• [Work to complete]:
Every entry needs to be reproduced exactly.

• [Records for this task]:
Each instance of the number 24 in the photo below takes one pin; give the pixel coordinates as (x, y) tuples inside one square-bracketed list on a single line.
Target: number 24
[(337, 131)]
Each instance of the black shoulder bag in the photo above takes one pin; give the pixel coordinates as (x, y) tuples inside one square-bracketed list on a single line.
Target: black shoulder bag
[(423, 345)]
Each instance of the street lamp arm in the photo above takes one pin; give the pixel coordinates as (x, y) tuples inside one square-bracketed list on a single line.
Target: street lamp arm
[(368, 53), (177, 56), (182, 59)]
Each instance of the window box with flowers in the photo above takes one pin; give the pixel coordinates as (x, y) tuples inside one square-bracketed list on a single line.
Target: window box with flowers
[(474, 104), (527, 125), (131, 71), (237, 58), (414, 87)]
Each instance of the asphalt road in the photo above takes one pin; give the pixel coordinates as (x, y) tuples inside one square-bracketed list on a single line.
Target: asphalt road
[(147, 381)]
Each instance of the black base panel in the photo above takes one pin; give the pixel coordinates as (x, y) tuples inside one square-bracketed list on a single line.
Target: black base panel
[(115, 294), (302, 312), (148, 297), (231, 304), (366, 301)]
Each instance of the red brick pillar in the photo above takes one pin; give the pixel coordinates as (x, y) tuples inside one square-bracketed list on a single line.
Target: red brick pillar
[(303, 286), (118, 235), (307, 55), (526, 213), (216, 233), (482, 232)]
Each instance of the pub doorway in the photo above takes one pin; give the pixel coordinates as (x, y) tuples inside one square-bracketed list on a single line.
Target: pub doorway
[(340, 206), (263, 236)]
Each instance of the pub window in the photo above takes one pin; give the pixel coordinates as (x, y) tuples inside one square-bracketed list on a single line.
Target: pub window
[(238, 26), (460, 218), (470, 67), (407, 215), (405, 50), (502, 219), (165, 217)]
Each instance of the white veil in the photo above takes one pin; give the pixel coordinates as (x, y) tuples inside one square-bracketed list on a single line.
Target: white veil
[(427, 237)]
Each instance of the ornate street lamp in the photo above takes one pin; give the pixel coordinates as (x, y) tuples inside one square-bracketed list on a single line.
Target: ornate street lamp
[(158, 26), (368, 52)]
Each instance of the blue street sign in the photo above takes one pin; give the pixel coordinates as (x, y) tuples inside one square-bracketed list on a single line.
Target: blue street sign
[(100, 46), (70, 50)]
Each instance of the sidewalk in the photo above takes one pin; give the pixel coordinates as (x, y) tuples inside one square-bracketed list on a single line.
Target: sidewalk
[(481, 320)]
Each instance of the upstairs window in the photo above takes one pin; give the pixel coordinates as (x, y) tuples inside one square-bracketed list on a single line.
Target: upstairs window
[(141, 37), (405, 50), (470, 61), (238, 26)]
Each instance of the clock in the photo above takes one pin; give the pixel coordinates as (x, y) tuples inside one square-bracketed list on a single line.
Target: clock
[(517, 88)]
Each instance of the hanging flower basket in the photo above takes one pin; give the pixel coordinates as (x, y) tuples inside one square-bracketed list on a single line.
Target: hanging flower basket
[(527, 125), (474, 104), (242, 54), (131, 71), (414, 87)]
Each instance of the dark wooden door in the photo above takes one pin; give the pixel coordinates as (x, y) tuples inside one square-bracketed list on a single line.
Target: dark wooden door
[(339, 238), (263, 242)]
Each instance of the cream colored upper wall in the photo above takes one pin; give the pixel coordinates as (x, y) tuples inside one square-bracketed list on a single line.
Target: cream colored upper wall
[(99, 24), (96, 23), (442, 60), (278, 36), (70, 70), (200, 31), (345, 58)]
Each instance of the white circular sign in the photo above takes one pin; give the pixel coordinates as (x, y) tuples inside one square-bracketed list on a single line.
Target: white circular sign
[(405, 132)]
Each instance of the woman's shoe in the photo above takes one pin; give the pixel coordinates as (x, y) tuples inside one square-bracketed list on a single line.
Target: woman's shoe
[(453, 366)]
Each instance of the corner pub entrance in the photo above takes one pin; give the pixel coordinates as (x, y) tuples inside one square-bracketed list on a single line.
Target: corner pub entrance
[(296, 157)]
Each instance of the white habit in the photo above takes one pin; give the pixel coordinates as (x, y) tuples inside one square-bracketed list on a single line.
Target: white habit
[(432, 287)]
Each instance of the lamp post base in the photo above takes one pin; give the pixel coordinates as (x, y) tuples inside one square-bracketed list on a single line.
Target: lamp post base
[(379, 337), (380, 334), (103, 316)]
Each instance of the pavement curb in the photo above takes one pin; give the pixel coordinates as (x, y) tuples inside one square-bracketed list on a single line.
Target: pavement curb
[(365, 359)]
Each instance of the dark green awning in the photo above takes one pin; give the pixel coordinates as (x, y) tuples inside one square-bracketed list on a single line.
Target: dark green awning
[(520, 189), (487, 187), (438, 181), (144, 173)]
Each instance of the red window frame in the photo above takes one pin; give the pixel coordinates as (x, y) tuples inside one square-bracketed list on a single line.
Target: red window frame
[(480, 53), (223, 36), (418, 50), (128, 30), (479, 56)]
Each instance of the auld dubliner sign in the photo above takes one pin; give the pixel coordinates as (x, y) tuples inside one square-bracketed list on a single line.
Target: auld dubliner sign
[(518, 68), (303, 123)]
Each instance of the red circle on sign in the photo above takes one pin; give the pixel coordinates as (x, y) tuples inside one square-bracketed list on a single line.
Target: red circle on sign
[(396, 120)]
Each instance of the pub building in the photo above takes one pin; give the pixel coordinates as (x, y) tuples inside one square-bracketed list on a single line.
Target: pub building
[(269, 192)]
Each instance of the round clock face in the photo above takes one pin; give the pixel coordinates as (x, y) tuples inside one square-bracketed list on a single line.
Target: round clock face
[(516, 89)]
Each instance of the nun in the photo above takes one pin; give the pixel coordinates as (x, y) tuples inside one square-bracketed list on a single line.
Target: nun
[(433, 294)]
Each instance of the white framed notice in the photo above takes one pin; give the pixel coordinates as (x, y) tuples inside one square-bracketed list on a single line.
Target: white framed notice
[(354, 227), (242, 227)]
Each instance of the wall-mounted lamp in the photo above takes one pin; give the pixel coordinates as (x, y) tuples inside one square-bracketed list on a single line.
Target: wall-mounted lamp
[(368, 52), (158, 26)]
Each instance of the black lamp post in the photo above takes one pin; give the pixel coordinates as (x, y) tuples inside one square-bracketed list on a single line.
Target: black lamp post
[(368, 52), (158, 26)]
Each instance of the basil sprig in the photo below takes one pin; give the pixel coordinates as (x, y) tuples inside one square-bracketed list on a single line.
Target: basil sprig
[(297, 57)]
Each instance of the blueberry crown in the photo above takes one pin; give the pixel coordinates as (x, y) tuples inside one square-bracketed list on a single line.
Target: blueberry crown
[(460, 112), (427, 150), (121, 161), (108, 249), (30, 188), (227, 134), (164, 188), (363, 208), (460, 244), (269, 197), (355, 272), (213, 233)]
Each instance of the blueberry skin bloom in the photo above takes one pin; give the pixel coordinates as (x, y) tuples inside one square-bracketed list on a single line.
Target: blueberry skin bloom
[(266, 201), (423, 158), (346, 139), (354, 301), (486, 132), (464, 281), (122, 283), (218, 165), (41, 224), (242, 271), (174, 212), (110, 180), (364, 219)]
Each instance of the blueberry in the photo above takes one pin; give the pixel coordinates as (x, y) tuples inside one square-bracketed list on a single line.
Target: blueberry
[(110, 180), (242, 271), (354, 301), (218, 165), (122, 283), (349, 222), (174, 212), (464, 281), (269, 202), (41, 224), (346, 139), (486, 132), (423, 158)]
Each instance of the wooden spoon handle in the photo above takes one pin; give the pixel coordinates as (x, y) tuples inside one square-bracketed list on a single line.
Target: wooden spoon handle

• [Result]:
Each instance of the number 24 in the photo below takes one pin; give the pixel coordinates as (x, y) tuples inside one square-bracketed list on a single line.
Target: number 24
[(337, 131)]
Each instance of the black shoulder bag in the photo above takes one pin; give the pixel coordinates as (x, y) tuples inside one square-bracketed list on a single line.
Target: black shoulder bag
[(423, 345)]
Each instance of the street lamp arm in the photo above takes one pin; give the pixel coordinates as (x, y) tuples inside one square-bracketed list on a single line.
Target: street lamp arm
[(368, 53), (177, 56), (182, 59)]
Each instance of the window box with flowers in the photo above takes one pin; give the pixel coordinates as (x, y) tuples inside one square-bracketed list on a single line.
Target: window box with flowers
[(474, 104), (527, 125), (131, 71), (237, 58), (414, 87)]
Each instance of the asphalt road in the photo above takes one pin; give the pixel coordinates as (x, y) tuples inside one square-bracketed list on a single line.
Target: asphalt road
[(147, 381)]
Each instance of the black base panel in the photo above takes one pin; give the pixel coordinates as (x, y) tuples inside one square-bracketed list on a single line.
Target: black base panel
[(115, 294), (302, 312), (148, 297), (231, 304), (366, 301)]
Each instance of the red brick pillar in the photo above takes one pin; give the pixel coordinates as (x, y) tuples inside one square-bracketed list on a single line.
Target: red brick pillar
[(303, 286), (118, 235), (307, 55), (526, 213), (216, 233), (482, 232)]
Each instance of the pub doorway in the photo above takes one pin; give the pixel coordinates as (x, y) tuples inside one square-bracketed list on a single line.
Target: pub doorway
[(340, 206), (263, 236)]
Each instance of the pub window in the photo above takes one pin; give the pixel coordinates as (x, y) tuples inside one square-bracketed list on a single line.
Target: pub window
[(238, 26), (460, 218), (470, 67), (407, 215), (405, 50), (502, 219), (165, 217)]
Each instance of the white veil in the photo above takes one pin; give the pixel coordinates as (x, y) tuples inside one square-bracketed list on a single line.
Target: white veil
[(427, 237)]
Each instance of the ornate street lamp in the photo above takes one pin; give the pixel coordinates as (x, y) tuples inside one square-bracketed list on a single line.
Target: ornate street lamp
[(158, 26), (368, 52)]
Each instance of the blue street sign in the photo above takes one pin; give the pixel coordinates as (x, y) tuples inside one square-bracketed list on a single line.
Target: blue street sign
[(100, 46), (70, 50)]
Each instance of the sidewalk in the photo above takes one pin; give the pixel coordinates as (x, y) tuples inside one square-bracketed list on a single line.
Target: sidewalk
[(481, 320)]
Each instance of the upstairs window in the photo above takes one pin; give the pixel coordinates as (x, y) tuples inside one square-bracketed list on a single line.
Target: upstairs window
[(141, 37), (405, 50), (470, 61), (238, 26)]
Each instance of the clock in the photo above takes one pin; give the pixel coordinates as (x, y) tuples inside one square-bracketed list on a single line.
Target: clock
[(517, 88)]
Each instance of the hanging flower basket in the photo above takes one pin; give the pixel coordinates as (x, y) tuples inside one square-bracketed list on a single line.
Target: hanging flower basket
[(527, 125), (474, 104), (242, 54), (131, 71), (414, 87)]
Each instance of the dark wooden door in the photo above takes one pin; give the pixel coordinates as (x, y) tuples inside one square-bracketed list on a single line.
Target: dark wooden door
[(339, 238), (263, 242)]
Each instance of the cream colored upper wall in the photo above takes one pin; give the pixel coordinates as (x, y) tuples inside one square-bracketed list on a single line.
Target: cream colored upper wall
[(99, 24), (96, 23), (442, 60), (278, 36), (70, 70), (200, 31), (345, 58)]
Each instance of the white circular sign in the photo above takes one pin; give the pixel coordinates as (x, y) tuples inside one square-bracketed list on a single line.
Target: white circular sign
[(405, 132)]
Each instance of the woman's shoe in the photo above takes one pin; give the pixel coordinates as (x, y) tuples inside one square-bracketed list on a single line.
Target: woman's shoe
[(453, 366)]
Each instance of the corner pub entrance in the photo above takes one pin; give the pixel coordinates as (x, y) tuples inside one square-bracketed list on a single line.
Target: corner pub entrance
[(296, 157)]
Each instance of the white habit in the photo above takes one pin; give the pixel coordinates as (x, y) tuples inside one square-bracketed list on a single line.
Target: white habit
[(432, 287)]
Each instance of the lamp post base in the photo above takes one pin; give the pixel coordinates as (x, y) tuples inside one square-bracketed list on a single line.
Target: lamp post base
[(379, 337), (380, 334), (103, 316)]
Each instance of the pavement curb in the photo above takes one pin; give the pixel coordinates as (x, y) tuples inside one square-bracketed list on a single line.
Target: pavement curb
[(365, 359)]
Each instance of the dark green awning in the photo above takes one pin; give the pixel coordinates as (x, y) tuples inside one square-bracketed list on a single line.
Target: dark green awning
[(520, 189), (487, 187), (438, 181), (144, 173)]
Each instance of the red window frame in the photo above takes one pin; give the pixel coordinates as (x, y) tuples inside one square-bracketed list on a single line.
Target: red window frame
[(480, 53), (223, 36), (418, 50), (128, 30), (479, 56)]
Each instance of the auld dubliner sign in the photo above takes one pin; give the pixel coordinates as (x, y) tuples inside one square-bracketed list on a single line.
Target: auld dubliner sign
[(518, 68), (303, 123)]
Each instance of the red circle on sign in the photo above takes one pin; give the pixel coordinates as (x, y) tuples inside one square-bracketed list on a single line.
Target: red circle on sign
[(396, 120)]
Each instance of the pub building in the photo above takes one pin; give the pixel coordinates as (x, y) tuples inside one square-bracketed list on a single line.
Target: pub building
[(269, 192)]
Each instance of the round clock face in the photo above takes one pin; give the pixel coordinates as (x, y) tuples inside one square-bracketed list on a single line.
Target: round clock face
[(516, 89)]
Each instance of the nun in the photo above takes one pin; give the pixel coordinates as (x, y) tuples inside one square-bracketed list on a single line.
Target: nun
[(433, 294)]
Each instance of the white framed notice in the photo above takes one pin; give the pixel coordinates as (x, y) tuples inside one square-bracketed list on a single line.
Target: white framed notice
[(354, 227), (242, 227)]
Each instance of the wall-mounted lamp in the photo above takes one pin; give the pixel coordinates as (x, y) tuples inside one square-bracketed list on a single line.
Target: wall-mounted lamp
[(368, 52), (158, 26)]
Each instance of the black lamp post in the photo above takes one pin; give the pixel coordinates as (x, y) tuples inside one square-bracketed list on a single line.
Target: black lamp post
[(368, 52), (158, 26)]
Each instance of the basil sprig in the photo below takes one pin; give the pixel coordinates as (x, y) tuples inside one square-bracketed list on a single line.
Target: basil sprig
[(297, 57)]
Each instance of the blueberry crown in the photo above takes one pin; give the pixel coordinates as (x, y) tuples inside one square-bracketed list on a single line.
Target: blueberry crown
[(460, 112), (427, 150), (121, 161), (108, 249), (30, 188), (227, 134), (164, 188), (363, 208), (460, 244), (269, 197), (355, 272), (213, 233)]
Each instance of the blueberry skin bloom in the photo above takes one pin; give the pixel coordinates as (x, y) tuples inside one square-bracketed list on a single line.
Target: blueberry skin bloom
[(266, 201), (423, 158), (346, 139), (354, 301), (486, 132), (464, 281), (122, 283), (218, 165), (41, 224), (242, 271), (174, 212), (110, 180), (364, 219)]
Each instance of the blueberry in the photo above takes one pin; give the pixel coordinates as (x, y) tuples inside one square-bracketed list on a single line.
Target: blueberry
[(110, 180), (242, 271), (354, 301), (218, 165), (122, 283), (349, 222), (174, 212), (464, 281), (269, 202), (41, 224), (346, 139), (486, 132), (423, 158)]
Each instance of the wooden spoon handle in the photo above takes one pin; give the pixel coordinates as (x, y) tuples inside one square-bracketed list on a single line.
Target: wooden spoon handle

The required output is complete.